## [Extract to read]

* * * *

2. Camped in and explored the Amazon jungle as Bert and I traveled from Manaus, Brazil to ..... for 3 weeks, sleeping beside rivers in jungle hammocks. Endured relentless rain and biting insects of all kinds. Neither of us spoke Portuguese but we had visitors to our camp daily who spoke no English. We spent hours around a campfire conversing somehow and understanding each other, mostly. Brought home a 7 foot snake that Bert caught on the road. Customs did not want to look into the bag so no problem bringing it in. We named him Sete, Portuguese for seven. He joined our 10 ft reticulated python, Monty and our sweet California mountain kingsnake, Coco, both of which Bert had caught in Miami.



3. Spent one month exploring Peru with Bert. Visited Lake Titicaca and Machu Picchu. Had to be driven 30 miles to the airport the night we left for US in an old wreck of a car with a stranger driving. The hotel staff was suddenly very afraid we would be kidnapped by the Shining Path Rebels if we took a taxi. I did not trust the man driving so had some long knitting needles aimed at the back of his seat ready to punch through his body in case he drove past the airport.



4. Rode a mule into the Grand Canyon down the Bright Angel Trail to Plateau Point. One day, 10 hours, no overnight. The crowd waiting for a show when we dismounted our mules after return to the visitor center had a roaring good laugh when I attempted to walk away from mine. Ouchie.



5. Slept nightly for 2 weeks in the Yukon in secluded parks in an open backed jeep beside signs that said: WARNING- Dangerous bear in area. Explored the off-roads of the Yukon.



6. Rafted white water in North Carolina Mountains. Bert and I alone in a rubber raft. We had lied about having experience. Son and girlfriend in another raft, also having lied, turned over and son nearly died. He was injured and rescued but couldn't wait to go back to do it again.



7. Went sailing with inexperienced drunken sailor (Bert) in his homemade sailboat with a cabin on Biscayne Bay. Spent one night with boat lying sideways on a reef in a storm. Had to be towed back to the dock by Coast Guard the next day. They set us loose about 100 feet from the dock. Rudder was broken so Bert had to swim to the dock with a rope between his teeth that was tied to the boat.

* * * *

Position annotation records:
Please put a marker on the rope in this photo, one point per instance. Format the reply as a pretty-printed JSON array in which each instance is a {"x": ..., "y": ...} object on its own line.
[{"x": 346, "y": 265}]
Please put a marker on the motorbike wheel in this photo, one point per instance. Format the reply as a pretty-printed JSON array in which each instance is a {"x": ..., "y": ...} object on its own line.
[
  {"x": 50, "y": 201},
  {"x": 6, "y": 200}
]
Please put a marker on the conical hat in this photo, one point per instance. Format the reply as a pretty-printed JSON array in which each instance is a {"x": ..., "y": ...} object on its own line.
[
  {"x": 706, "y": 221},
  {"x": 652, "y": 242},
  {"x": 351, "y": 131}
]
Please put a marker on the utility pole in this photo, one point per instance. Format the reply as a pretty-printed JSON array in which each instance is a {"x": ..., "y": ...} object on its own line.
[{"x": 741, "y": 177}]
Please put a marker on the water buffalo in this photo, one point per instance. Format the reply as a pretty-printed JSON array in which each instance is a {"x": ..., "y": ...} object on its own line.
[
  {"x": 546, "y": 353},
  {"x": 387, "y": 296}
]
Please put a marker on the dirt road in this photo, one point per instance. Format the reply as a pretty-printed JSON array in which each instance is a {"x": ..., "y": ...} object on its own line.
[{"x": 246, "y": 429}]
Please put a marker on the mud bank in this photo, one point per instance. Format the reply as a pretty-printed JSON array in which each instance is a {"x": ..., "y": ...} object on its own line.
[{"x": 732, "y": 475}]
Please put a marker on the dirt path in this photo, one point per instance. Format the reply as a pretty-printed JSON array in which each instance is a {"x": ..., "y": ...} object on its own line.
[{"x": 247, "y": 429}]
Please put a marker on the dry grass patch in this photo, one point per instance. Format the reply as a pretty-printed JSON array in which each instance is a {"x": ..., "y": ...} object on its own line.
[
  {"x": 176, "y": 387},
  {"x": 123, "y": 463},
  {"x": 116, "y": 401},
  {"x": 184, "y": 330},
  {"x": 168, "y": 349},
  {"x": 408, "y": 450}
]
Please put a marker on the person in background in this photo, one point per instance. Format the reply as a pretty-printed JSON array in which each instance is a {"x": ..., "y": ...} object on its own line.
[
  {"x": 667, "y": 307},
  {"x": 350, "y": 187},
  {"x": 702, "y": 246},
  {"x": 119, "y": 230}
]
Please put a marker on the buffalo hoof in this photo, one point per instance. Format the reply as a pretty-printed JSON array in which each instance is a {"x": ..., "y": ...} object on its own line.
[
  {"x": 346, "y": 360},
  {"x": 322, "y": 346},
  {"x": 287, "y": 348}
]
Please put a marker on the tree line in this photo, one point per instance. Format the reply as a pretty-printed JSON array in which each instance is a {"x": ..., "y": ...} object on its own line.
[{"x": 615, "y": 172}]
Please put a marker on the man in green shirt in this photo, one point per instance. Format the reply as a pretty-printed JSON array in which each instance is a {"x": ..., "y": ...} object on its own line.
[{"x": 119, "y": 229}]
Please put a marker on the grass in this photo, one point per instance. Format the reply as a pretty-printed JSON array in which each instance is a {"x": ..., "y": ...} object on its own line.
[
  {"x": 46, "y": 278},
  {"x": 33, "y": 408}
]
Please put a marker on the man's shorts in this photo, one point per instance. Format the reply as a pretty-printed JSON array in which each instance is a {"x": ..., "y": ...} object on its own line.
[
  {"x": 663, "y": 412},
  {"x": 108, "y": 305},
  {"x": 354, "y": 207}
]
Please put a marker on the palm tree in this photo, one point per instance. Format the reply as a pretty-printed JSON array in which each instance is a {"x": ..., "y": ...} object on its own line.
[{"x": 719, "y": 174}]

* * * *

## [What to do]
A: Please answer these questions about the adventures list:
(i) How long did the trip exploring Peru last?
(ii) Which trail did the mule ride follow into the Grand Canyon?
(iii) What name was given to the snake brought home from the Amazon trip?
B: Name every snake that the adventures list mentions by name.

## [Task responses]
A:
(i) One month.
(ii) The Bright Angel Trail.
(iii) Sete.

B: Sete, Monty, Coco